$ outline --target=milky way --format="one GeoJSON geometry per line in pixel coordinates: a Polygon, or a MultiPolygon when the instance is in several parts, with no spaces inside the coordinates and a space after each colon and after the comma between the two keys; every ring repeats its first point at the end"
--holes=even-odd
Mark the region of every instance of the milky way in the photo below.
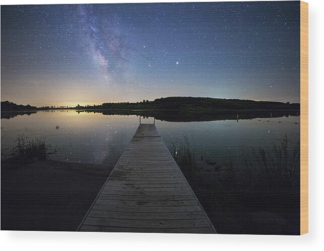
{"type": "Polygon", "coordinates": [[[1,100],[300,101],[299,2],[2,6],[1,100]]]}

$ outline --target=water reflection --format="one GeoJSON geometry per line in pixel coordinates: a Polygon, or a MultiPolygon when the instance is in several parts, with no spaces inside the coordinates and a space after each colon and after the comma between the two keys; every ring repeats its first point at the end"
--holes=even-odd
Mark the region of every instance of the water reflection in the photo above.
{"type": "Polygon", "coordinates": [[[176,139],[187,135],[197,159],[201,156],[227,158],[229,154],[235,158],[242,145],[271,146],[285,134],[294,143],[300,137],[299,117],[294,111],[24,112],[22,116],[22,112],[2,112],[2,149],[12,148],[19,135],[45,136],[57,148],[51,158],[84,162],[114,164],[139,124],[139,116],[155,117],[156,126],[170,150],[176,139]]]}

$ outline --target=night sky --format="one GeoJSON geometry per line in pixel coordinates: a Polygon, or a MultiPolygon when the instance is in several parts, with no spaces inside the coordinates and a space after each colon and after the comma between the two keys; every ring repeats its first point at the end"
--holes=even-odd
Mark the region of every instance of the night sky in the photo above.
{"type": "Polygon", "coordinates": [[[1,101],[300,102],[299,2],[1,7],[1,101]]]}

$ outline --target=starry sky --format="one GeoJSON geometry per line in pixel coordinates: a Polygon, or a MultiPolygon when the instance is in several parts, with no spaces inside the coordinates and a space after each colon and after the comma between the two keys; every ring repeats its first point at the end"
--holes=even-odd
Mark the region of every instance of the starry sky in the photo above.
{"type": "Polygon", "coordinates": [[[1,101],[300,102],[299,1],[1,7],[1,101]]]}

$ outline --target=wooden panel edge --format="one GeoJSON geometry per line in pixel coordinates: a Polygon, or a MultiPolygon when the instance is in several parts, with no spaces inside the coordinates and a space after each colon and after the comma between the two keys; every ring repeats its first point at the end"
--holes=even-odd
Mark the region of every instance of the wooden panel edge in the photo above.
{"type": "Polygon", "coordinates": [[[308,4],[300,1],[300,234],[308,232],[308,4]]]}

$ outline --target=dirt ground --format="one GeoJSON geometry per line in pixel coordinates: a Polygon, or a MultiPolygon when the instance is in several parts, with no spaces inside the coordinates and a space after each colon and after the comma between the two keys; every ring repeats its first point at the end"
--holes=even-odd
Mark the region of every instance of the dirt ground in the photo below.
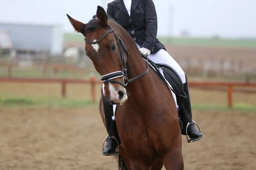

______

- [Written exercise]
Reproduce the material verbatim, from its first line down to and including the line that contains "Mark the region of every instance of the milky".

- [Result]
$ outline --target=milky way --format="one GeoJSON geometry per line in pixel coordinates: a Polygon, or a MultiPolygon when the instance is in several parts, with no spaces inside the coordinates and a space after each colon and after the comma between the two keys; every ring repeats its first point at the end"
--holes=even-odd
Mark the region of every instance of the milky way in the photo below.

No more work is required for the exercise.